• _The problem_:
Reproduce the parallel ensembles notebook text below word for word, in full.

• _Extract_:
= = = = = = =
Parallel ensembles#
This notebook is aimed at showing how to use the parallel and mini-batch variants of the ensembles and includes:
Examples of all the available parallel ensembles.
Examples on how to use the parallel versions.
Examples of the trade-offs between runtime and accuracy when using the parallel ensembles.
Please note that this notebook may take a while to execute as it processes hundreds of thousands of instances with ensembles of up to 100 learners.
More information about CapyMOA can be found at https://www.capymoa.org.
last update on 01/12/2025
1. Using the most basic bagging ensemble#
CapyMOA chooses between the standard and the mini-batch version behind the curtains based on the parameter configuration used.
For more information about the parallel ensembles please refer to the following references:
Cassales, H. M. Gomes, A. Bifet, B. Pfahringer and H. Senger, Improving the performance of bagging ensembles for data streams through mini-batching, Information Sciences,Volume 580, 2021, Pages 260-282, ISSN 0020-0255, https://doi.org/10.1016/j.ins.2021.08.085.
Cassales, H. M. Gomes, A. Bifet, B. Pfahringer and H. Senger, “Balancing Performance and Energy Consumption of Bagging Ensembles for the Classification of Data Streams in Edge Computing,” in IEEE Transactions on Network and Service Management, vol. 20, no. 3, pp. 3038-3054, Sept. 2023, doi: 10.1109/TNSM.2022.3226505.
= = = = = = =
• _Recorded information_:
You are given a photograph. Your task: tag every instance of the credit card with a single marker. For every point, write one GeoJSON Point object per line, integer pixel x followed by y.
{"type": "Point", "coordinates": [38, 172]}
= = = = = = =
• _Solution to the exercise_:
Parallel ensembles#
This notebook is aimed at showing how to use the parallel and mini-batch variants of the ensembles and includes:
Examples of all the available parallel ensembles.
Examples on how to use the parallel versions.
Examples of the trade-offs between runtime and accuracy when using the parallel ensembles.
Please note that this notebook may take a while to execute as it processes hundreds of thousands of instances with ensembles of up to 100 learners.
More information about CapyMOA can be found at https://www.capymoa.org.
last update on 01/12/2025
1. Using the most basic bagging ensemble#
CapyMOA chooses between the standard and the mini-batch version behind the curtains based on the parameter configuration used.
For more information about the parallel ensembles please refer to the following references:
Cassales, H. M. Gomes, A. Bifet, B. Pfahringer and H. Senger, Improving the performance of bagging ensembles for data streams through mini-batching, Information Sciences,Volume 580, 2021, Pages 260-282, ISSN 0020-0255, https://doi.org/10.1016/j.ins.2021.08.085.
Cassales, H. M. Gomes, A. Bifet, B. Pfahringer and H. Senger, “Balancing Performance and Energy Consumption of Bagging Ensembles for the Classification of Data Streams in Edge Computing,” in IEEE Transactions on Network and Service Management, vol. 20, no. 3, pp. 3038-3054, Sept. 2023, doi: 10.1109/TNSM.2022.3226505.